**DATA FOR THIS TASK:**
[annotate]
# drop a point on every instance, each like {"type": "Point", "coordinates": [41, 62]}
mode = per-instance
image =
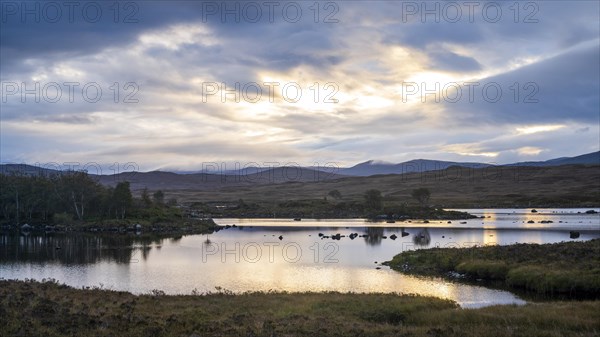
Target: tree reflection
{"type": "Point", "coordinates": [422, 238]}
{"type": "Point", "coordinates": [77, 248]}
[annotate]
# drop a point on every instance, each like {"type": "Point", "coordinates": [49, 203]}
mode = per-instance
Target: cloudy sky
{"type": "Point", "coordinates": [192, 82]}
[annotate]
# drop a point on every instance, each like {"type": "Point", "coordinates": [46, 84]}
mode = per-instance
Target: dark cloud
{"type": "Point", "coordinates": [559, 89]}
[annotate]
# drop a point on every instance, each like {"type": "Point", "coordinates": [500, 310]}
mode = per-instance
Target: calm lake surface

---

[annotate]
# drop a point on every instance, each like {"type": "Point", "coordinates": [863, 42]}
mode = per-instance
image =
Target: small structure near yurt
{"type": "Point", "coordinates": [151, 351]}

**WHAT IS REQUIRED:**
Tally the lines in the data above that contain the string "type" and give only that count.

**COMPLETED TASK:**
10